— Texto —

----

O especialista acrescenta que ainda há ressalvas quanto ao tratamento cirúrgico. “Tem limitações, então, é quando o paciente tem condições de fazer a cirurgia. Muitas vezes, ele pode ser mutilado. Pode ser um paciente que pode ficar com uma traqueostomia definitiva, ficar com uma sonda definitiva, isso pode acontecer”, explica.
A retirada das partes lesionada pelo tumor pode trazer danos irreversíveis à vida do paciente. “Pode perder a voz e a deglutição, afetando a fala e a alimentação”, detalha o médico. Isso representa não somente perda da qualidade de vida, mas também um isolamento familiar e social, pois o paciente se sente inseguro em conviver com outras pessoas, por conta do constrangimento e das restrições. Nestes casos, que infelizmente, são maioria, há pouco o que se fazer pelo paciente em relação a tratamento, os cuidados se resumem em tentar amenizar a dor e melhorar a qualidade de vida.
Um dado muito preocupante no Brasil é que a maioria dos diagnósticos é feito em lesões já em estado avançado, que necessitam de tratamentos mais agressivos e invasivos. Com destaca o cirurgião de cabeça e pescoço.
“70% a 80% dessas lesões já são lesões avançadas. Tem que fazer tratamentos, muitas vezes, mutilantes e agressivos. Em muitos que chegam para nós hoje, com tratamento paliativo, você não tem mais o que fazer, só o tratamento sintomático”.
O câncer é a segunda maior causa de mortes no mundo, atualmente. Segundo a Sociedade Brasileira de Cirurgia Oncológica (SBCO), todos os anos, são cerca de 15 mil novos diagnósticos de câncer de boca no país.

----

— Trechos de dados —
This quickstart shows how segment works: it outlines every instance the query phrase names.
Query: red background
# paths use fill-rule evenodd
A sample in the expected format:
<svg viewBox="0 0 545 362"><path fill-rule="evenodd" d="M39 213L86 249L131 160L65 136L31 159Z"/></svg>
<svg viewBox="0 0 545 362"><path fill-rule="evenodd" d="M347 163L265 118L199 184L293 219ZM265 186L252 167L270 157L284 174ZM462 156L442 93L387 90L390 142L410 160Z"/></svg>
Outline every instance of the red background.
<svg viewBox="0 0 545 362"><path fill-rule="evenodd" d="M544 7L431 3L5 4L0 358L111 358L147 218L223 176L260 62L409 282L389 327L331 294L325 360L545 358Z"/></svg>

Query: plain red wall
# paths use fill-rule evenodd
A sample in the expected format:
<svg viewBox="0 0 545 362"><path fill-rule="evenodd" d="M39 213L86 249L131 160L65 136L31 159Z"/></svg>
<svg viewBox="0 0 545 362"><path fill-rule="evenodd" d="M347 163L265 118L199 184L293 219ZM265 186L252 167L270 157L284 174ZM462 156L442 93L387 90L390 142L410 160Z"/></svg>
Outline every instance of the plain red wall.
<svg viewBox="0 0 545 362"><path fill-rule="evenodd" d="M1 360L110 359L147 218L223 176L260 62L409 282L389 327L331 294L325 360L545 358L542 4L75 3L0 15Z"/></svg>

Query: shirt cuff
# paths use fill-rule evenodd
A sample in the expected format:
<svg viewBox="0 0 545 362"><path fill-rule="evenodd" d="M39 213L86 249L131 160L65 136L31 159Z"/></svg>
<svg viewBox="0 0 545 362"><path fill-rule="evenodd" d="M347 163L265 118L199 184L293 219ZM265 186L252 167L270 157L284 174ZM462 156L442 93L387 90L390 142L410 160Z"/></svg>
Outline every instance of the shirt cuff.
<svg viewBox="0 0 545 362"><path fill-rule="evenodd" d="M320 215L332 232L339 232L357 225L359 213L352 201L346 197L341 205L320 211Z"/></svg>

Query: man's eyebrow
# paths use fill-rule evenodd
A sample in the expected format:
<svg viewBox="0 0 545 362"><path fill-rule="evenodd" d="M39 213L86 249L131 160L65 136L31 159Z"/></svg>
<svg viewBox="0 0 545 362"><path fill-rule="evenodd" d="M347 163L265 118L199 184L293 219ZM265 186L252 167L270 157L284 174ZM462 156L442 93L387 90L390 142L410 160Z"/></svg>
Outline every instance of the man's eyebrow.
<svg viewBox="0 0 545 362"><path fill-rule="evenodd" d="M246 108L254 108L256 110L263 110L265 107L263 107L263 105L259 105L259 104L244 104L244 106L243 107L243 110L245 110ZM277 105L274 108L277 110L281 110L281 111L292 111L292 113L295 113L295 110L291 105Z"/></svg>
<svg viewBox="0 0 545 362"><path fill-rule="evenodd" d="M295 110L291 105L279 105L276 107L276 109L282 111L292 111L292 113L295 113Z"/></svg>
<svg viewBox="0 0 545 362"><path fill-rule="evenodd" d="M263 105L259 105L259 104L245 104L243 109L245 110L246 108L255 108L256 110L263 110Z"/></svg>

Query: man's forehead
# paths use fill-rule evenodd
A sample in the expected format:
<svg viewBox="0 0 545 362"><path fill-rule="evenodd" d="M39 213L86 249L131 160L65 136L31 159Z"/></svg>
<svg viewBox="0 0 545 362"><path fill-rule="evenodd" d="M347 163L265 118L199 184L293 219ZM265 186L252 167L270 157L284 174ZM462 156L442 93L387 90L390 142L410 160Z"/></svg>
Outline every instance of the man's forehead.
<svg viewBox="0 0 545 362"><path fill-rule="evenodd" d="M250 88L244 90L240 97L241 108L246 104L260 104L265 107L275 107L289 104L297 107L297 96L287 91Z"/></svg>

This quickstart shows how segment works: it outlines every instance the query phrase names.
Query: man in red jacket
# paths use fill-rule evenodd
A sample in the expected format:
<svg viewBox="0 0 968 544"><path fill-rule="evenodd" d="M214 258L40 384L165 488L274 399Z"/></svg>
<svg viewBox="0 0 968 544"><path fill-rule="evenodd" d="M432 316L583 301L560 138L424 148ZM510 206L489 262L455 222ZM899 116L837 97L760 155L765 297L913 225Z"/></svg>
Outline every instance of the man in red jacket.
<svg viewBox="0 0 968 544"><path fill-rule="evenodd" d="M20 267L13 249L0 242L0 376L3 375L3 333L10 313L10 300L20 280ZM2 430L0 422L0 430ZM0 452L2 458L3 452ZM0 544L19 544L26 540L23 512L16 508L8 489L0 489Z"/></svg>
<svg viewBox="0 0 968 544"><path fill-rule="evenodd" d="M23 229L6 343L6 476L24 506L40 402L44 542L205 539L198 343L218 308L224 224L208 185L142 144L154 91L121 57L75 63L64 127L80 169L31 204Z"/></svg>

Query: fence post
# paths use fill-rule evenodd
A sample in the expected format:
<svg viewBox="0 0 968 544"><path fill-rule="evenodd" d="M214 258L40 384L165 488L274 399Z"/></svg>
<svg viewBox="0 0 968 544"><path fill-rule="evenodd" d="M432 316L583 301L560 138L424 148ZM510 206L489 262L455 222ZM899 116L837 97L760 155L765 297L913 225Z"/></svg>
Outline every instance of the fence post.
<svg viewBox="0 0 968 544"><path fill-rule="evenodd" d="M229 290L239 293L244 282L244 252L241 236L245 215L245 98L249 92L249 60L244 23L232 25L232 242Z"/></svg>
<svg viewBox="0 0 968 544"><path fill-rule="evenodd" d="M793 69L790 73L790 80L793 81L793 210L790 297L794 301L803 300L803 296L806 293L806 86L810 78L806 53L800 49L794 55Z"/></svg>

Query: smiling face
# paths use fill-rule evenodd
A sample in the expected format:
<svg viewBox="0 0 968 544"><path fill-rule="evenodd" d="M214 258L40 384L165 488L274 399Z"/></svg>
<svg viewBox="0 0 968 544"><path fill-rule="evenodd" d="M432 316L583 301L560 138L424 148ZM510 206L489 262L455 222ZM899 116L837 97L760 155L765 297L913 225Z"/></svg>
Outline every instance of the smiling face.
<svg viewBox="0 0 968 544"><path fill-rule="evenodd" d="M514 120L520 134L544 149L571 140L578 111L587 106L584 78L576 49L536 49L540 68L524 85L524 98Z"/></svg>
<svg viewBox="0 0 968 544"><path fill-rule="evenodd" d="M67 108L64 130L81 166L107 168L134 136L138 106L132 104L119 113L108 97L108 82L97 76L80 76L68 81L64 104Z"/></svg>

----

— Atividades —
A) Segundo o texto sobre câncer de boca, quantos novos diagnósticos dessa doença são feitos por ano no país, de acordo com a SBCO?
B) Copie do texto sobre câncer de boca o trecho que vai de "Um dado muito" até "cabeça e pescoço.".
C) Escreva a continuação do texto sobre câncer de boca a partir da última frase apresentada.
O material é independente do texto sobre câncer de boca.

— Respostas escritas —
A) Cerca de 15 mil.

B)
Um dado muito preocupante no Brasil é que a maioria dos diagnósticos é feito em lesões já em estado avançado, que necessitam de tratamentos mais agressivos e invasivos. Com destaca o cirurgião de cabeça e pescoço.

C)
O especialista ressalta a importância das campanhas de conscientização, no aumento de diagnósticos precoces e na prevenção, com a diminuição dos fatores de risco entre a população. “O grande objetivo nosso, hoje em dia, é estabelecer o diagnóstico precoce e a prevenção. A prevenção, muitas vezes, é ter uma equipe que orienta essas pessoas que fumam, que bebem, como devem fazer para tentar reduzir esse hábito, gradativamente. As campanhas são fundamentais”, pontua.
O Julho Verde, campanha dedicada à conscientização dos tumores de cabeça e pescoço no país, tenta levar mais informações à sociedade todos os anos, destacando o mês de julho como o Mês Nacional do Combate ao Câncer de Cabeça e Pescoço. Além das maiores chances contra as complicações da doença, o diagnóstico precoce é garantia de um tratamento mais tranquilo e com menos custos.
“Se as lesões forem iniciais o tratamento é mais rápido, em torno de 15 dias a 1 mês, e esse paciente está apto a desenvolver suas atividades normais. Paciente com lesões avançadas é tratamento prolongado de 3 meses, 4 meses, ou até mais”, explica o especialista.
Além da demora para a recuperação, com risco de mutilação e invalidez do paciente, o tratamento em casos avançados exige acompanhamento com equipe multidisciplinar. “O paciente precisa estar preparado para essa situação, e depende de uma equipe multidisciplinar, da fisioterapia, da fonoaudiologia, da psicologia, da equipe de enfermagem, toda uma equipe envolta para reabilitar esse paciente”, explica José Carlos.
O médico ressalta que “não é qualquer centro que consegue oferecer esse tratamento”. De acordo com ele, geralmente, “tem que ser um serviço especializado, de preferência oncológico, então nos Hospitais Oncológicos, nas Universidades e nas Santas Casas”. Em Goiânia, o Hospital de Câncer Araújo Jorge e o Hospital das Clínicas (HC-UFG/Ebserh) são referência nesse tipo de atuação.